## Exercise aim
Return the records as they stand. No picture is to be included.

[Start of Attachment]

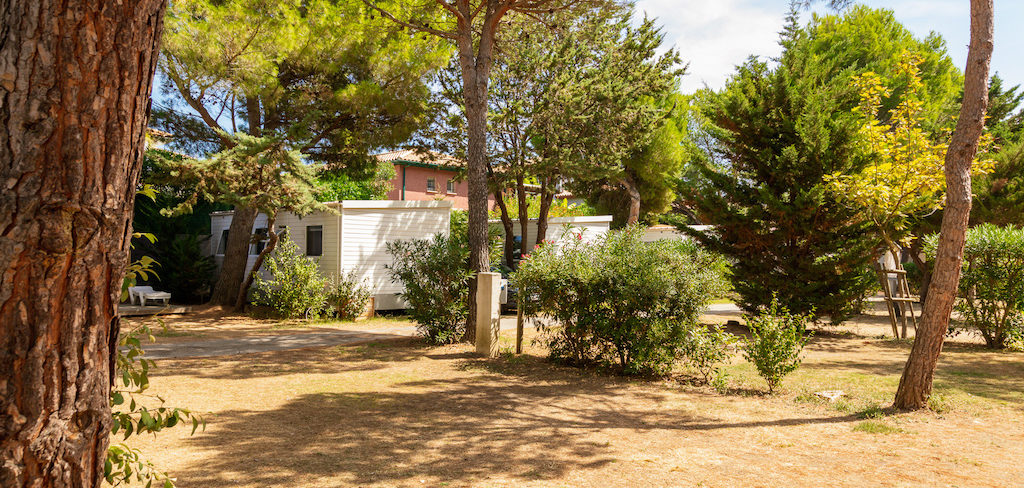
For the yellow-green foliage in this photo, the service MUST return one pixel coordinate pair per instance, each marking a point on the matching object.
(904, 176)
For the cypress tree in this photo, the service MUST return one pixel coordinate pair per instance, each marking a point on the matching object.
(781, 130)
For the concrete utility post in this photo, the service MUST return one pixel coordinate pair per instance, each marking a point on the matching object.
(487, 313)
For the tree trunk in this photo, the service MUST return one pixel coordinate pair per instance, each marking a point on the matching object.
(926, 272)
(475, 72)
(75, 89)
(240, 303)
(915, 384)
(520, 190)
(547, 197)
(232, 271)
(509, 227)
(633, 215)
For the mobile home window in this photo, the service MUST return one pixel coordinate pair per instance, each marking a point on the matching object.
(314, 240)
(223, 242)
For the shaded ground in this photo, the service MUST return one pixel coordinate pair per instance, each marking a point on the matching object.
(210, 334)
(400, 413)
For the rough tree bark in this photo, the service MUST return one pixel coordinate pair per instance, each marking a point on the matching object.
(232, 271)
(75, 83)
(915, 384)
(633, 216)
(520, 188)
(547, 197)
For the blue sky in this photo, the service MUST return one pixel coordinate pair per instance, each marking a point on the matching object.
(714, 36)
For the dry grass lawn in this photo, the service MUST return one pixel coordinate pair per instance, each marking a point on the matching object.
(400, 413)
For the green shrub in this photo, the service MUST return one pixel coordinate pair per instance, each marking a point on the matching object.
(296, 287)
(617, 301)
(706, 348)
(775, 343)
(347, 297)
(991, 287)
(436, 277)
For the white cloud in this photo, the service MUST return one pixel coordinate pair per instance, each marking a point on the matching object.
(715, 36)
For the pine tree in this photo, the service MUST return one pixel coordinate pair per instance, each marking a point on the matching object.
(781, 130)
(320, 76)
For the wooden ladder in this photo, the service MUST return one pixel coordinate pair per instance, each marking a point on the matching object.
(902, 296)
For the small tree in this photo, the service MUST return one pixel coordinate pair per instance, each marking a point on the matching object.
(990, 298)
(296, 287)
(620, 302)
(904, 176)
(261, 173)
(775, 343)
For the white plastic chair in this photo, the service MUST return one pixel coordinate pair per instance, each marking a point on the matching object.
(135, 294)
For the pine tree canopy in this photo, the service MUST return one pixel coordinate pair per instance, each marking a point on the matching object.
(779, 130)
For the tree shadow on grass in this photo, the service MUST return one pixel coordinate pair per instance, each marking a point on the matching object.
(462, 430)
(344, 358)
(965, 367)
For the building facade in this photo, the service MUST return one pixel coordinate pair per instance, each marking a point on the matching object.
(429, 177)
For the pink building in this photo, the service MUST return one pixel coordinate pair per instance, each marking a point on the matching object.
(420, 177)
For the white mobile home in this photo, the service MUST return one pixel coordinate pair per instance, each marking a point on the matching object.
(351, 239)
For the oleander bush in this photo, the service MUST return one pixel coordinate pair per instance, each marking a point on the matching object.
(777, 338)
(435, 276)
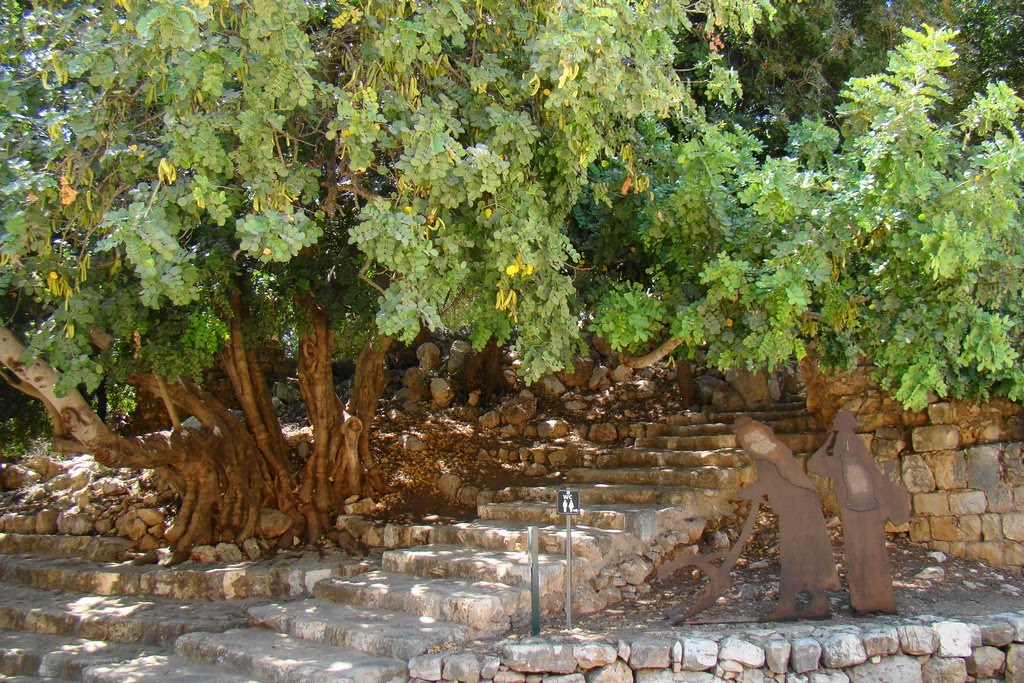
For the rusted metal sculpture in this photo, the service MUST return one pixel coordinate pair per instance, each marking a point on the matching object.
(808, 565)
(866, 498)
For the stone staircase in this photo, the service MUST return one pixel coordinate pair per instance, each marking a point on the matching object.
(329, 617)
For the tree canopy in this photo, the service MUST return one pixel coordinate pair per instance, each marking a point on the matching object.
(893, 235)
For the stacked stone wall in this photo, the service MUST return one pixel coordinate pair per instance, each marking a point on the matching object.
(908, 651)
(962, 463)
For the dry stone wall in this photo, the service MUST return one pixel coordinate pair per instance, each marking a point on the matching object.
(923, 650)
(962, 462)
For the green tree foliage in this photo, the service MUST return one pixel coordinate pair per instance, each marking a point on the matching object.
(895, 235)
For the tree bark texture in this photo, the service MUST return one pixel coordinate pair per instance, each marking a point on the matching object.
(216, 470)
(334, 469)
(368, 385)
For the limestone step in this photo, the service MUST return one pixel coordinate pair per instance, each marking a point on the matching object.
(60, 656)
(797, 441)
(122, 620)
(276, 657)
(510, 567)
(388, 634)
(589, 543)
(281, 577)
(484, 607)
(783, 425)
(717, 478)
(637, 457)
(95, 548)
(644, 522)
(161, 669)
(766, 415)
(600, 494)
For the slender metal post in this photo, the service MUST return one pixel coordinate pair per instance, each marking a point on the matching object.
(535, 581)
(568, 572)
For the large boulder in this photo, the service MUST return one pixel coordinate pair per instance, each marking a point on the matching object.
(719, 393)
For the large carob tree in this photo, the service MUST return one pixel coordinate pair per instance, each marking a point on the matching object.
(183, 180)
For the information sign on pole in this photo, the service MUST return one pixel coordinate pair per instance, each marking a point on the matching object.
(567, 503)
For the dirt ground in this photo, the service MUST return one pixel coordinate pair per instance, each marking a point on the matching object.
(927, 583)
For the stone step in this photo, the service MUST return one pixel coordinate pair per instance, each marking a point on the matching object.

[End of Attachment]

## Answer to this problem
For the yellow-green foliage in this photo, the service MUST return one pixel coordinate pair per instance, each marking a point on the matching object.
(904, 176)
For the cypress tree in this photo, the service MUST return one pixel coordinate pair per instance, each marking a point on the matching object.
(781, 130)
For the concrete utility post in this photo, the service MUST return one pixel coordinate pair per instance, each marking a point on the matching object.
(487, 313)
For the tree trunk in this photo, the service MUST return one pixel coordinate pair per instance, each marking a point on the matching object.
(926, 272)
(475, 72)
(75, 89)
(240, 303)
(915, 384)
(520, 190)
(547, 197)
(232, 271)
(509, 227)
(633, 215)
For the mobile home window in this photo, the service MUST return one pixel coordinate pair per instance, each marking a point on the matching object.
(314, 240)
(223, 242)
For the shaded ground in this photo, the service MUST return one pixel coordinate pair per instance, each marking a point on the matching object.
(210, 334)
(400, 413)
For the rough tree bark in this photo, the service MUST return one pixel coordinate pair per instance, each marking a point on the matching object.
(232, 271)
(75, 83)
(915, 384)
(633, 216)
(520, 188)
(547, 197)
For the blue sky in this photo, the service MUST return one pixel coordinate pair per instance, each marking a point on the matching object.
(714, 36)
For the dry grass lawn in this photo, the service MUST return one pixel coordinate pair per instance, each marking a point on the matching object.
(400, 413)
For the green shrub in this photo, the service MUST return one pixel coordinate pair per instance, each marking a point on the matching object.
(296, 287)
(617, 301)
(706, 348)
(775, 343)
(347, 297)
(991, 287)
(436, 277)
For the white cloud in this photo, the service MUST return one pixel coordinate pair per instance, each marking a point on the matching object.
(715, 36)
For the pine tree in this photo, the service MUST return one pixel coordinate pair per instance, each marking a point on the matching object.
(781, 130)
(320, 76)
For the wooden ladder in this photo, the service MUST return one pixel coordinate pair per instance, each marking a point on the matching object.
(902, 296)
For the small tree in this photo, the service MUST return one pixel coordinate pair per instance, each marking a point on the matching object.
(990, 298)
(296, 287)
(620, 302)
(904, 176)
(261, 173)
(775, 343)
For the white plastic chair in this photo, the service MUST return one pixel coordinate pair per instance, each marking a point on the matching object.
(135, 294)
For the pine tree canopy in this photo, the service MUST return one pixel coordinate pair per instance, each marking a point on the matching object.
(779, 130)
For the tree shadow on grass in this photo, the service MUST return one pixel coordinate pair per instance, each marking a point on the matching object.
(462, 430)
(344, 358)
(965, 367)
For the building facade in this photo, the service MUST return one pixel coordinate pair per instance, each marking a point on the matching object.
(429, 177)
For the pink building in this photo, the service MUST return one pixel coordinate pair per instance, each marking a point on the matching object.
(420, 177)
For the white mobile home in this photo, the service MUST return one pixel coordinate pair per instance, each marking a point on the matching object.
(351, 239)
For the oleander bush in this photo, the service MUST return one pixel coordinate pair per instance, each marking a point on the matching object.
(777, 338)
(435, 276)
For the rusted metal sculpture in this photo, the service MUST return one pixel coordinate pair per instance, each marking a point on the matching object.
(808, 565)
(866, 498)
For the stone staircase in this photo, the service MUST return one pixel coordinate pair per instance, each marking a point on the matching object.
(329, 617)
For the tree canopy in this photo, the service MUST return one pixel coordinate pair per instance, each marking a point on the matching object.
(893, 235)
For the stacked stone wall in this photo, the service MUST return one pixel coordinate pair per instance, each marking a point on the matching object.
(908, 651)
(962, 463)
For the dry stone wall in this photo, the service MUST return one pixel coordinate pair per instance, each marking a point on the matching object.
(923, 650)
(962, 462)
For the green tree foliage in this photo, the service MUST return one pixel coordinate pair per instance, each marking a point on the matching object.
(895, 235)
For the tree bark texture in this photo, the service MUST return one pixel coordinate pair per instance, each marking a point on the matching object.
(216, 470)
(334, 469)
(368, 385)
For the limestone step in this photo, the service MUST return one pixel coordinate pair per instance, each marking a point on the matching object.
(60, 656)
(797, 441)
(122, 620)
(276, 657)
(510, 567)
(388, 634)
(589, 543)
(281, 577)
(484, 607)
(783, 425)
(717, 478)
(637, 457)
(95, 548)
(644, 522)
(161, 669)
(766, 415)
(600, 494)
For the slender metal post in this photo, the service MUST return one pixel coordinate pair per instance, each marking a point on the matching object.
(535, 581)
(568, 572)
For the large boulder in this photo, the service MUST return one pixel coordinate pair per instance, each marking a point on the matching object.
(719, 393)
For the large carob tree in this photo, the service MUST return one pixel coordinate pair per instance, each marking a point on the matching object.
(183, 180)
For the information sign on pole in this photo, the service MUST return one pixel coordinate pair per instance, each marking a point on the matching object.
(567, 503)
For the dirt ground in this photo, the service MUST return one pixel coordinate pair per instance, each marking a point on the matching object.
(927, 583)
For the stone step in this photo, the service MUST return one pixel coordinate pair per instance, each marking a point on the matching object.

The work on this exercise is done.